Actions to take —
1) Which script produced the high-quality final rendered video mentioned in the InstantSplat viewer thread?
2) Please translate this sentence from the InstantSplat viewer thread into Spanish: "In my experiments, the final rendered video from render_by_interp.py is of high quality."
3) Transcribe the InstantSplat viewer thread from "My investigation shows" up to and including "resolve this issue?".

Text segment —
━━━━

NVlabs/InstantSplat

Interactive Viewer

sp77-1 opened this issue Β· 15 comments

How can i use interactive viewer to show final ply file?
Thank you for any tips

Can I use the viewer from original gaussian splatting repository?

How can i use interactive viewer to show final ply file?
Thank you for any tips

(1) Follow VanillaGS repo's instruction: https://github.com/graphdeco-inria/gaussian-splatting?tab=readme-ov-file#interactive-viewers
(2) You can also import final gaussian.ply to supersplat for visualization: https://playcanvas.com/supersplat/editor

This is great work and I am very interested.
In my experiments, the final rendered video from render_by_interp.py is of high quality.

However, when I view PointCloud.ply in a 3D viewer such as SIBR Viewer or SuperSplat, some of the scenes are broken.
My investigation shows that the rasterization process in gaussian_renderer/init.py includes the transformation process of Gaussian parameters such as xyz and rotation.
On the other hand, SIBR Viewer does not include a series of transformations, and this difference may be causing the difference in image quality.

Is there any way to resolve this issue?

Hi @d-irie, thanks for your interest! Please see issue #18.

━━━━

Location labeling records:
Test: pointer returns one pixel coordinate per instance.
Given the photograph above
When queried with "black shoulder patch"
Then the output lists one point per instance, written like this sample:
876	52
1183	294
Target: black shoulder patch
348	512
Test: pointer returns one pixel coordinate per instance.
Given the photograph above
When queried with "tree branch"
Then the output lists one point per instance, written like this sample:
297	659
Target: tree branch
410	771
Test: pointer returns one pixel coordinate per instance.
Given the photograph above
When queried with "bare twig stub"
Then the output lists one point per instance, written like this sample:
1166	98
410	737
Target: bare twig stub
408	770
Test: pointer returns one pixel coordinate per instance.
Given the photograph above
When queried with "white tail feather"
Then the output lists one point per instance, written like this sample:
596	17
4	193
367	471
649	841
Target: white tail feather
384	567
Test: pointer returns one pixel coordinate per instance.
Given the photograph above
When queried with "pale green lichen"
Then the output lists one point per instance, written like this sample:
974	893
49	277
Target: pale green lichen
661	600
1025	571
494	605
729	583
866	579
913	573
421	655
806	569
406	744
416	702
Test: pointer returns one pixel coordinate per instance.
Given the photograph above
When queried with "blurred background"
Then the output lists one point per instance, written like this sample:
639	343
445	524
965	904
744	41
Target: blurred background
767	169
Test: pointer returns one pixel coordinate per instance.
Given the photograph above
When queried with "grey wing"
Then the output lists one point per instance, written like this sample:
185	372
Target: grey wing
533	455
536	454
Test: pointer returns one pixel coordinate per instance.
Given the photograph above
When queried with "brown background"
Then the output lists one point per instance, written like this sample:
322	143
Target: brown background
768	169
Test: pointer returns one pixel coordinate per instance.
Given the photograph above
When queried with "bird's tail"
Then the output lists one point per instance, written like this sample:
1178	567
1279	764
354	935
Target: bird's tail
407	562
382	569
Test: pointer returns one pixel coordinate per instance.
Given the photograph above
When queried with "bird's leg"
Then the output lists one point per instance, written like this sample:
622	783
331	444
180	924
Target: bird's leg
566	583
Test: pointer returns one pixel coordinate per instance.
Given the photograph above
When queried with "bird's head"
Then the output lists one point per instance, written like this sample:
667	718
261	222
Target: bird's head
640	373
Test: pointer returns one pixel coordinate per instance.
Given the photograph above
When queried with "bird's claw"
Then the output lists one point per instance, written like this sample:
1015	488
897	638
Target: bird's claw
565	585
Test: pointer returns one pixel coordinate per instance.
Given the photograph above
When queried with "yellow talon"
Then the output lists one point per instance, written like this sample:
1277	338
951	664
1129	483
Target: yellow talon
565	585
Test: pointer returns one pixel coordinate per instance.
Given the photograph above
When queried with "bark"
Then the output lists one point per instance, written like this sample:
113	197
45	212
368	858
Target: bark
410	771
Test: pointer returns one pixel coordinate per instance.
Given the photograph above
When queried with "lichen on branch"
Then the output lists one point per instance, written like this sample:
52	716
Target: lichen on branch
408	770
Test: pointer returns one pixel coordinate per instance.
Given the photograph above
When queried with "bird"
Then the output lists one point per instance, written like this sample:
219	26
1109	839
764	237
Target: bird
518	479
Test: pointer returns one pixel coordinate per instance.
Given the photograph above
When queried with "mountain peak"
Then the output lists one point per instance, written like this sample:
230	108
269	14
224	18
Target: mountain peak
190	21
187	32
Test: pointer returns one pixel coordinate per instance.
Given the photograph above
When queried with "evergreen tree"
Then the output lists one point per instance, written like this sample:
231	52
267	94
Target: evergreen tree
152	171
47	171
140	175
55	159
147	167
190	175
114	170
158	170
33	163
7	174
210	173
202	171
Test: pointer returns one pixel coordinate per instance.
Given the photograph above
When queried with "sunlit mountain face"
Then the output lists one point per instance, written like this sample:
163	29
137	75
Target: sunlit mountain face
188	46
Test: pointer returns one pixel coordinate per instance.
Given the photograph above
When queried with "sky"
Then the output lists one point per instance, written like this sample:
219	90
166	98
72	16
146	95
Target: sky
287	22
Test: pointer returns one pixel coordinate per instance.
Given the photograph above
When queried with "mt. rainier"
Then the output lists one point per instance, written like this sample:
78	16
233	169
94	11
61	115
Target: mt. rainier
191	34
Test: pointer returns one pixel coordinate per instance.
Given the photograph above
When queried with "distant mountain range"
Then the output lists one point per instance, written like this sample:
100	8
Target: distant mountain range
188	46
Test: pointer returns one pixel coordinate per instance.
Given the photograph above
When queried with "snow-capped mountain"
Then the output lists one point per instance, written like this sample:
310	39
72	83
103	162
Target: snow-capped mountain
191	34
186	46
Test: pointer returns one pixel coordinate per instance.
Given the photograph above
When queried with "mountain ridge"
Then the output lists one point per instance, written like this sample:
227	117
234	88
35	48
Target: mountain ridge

━━━━

Answers by task —
1) render_by_interp.py

2) En mis experimentos, el video final renderizado con render_by_interp.py es de alta calidad.

3)
My investigation shows that the rasterization process in gaussian_renderer/init.py includes the transformation process of Gaussian parameters such as xyz and rotation.
On the other hand, SIBR Viewer does not include a series of transformations, and this difference may be causing the difference in image quality.

Is there any way to resolve this issue?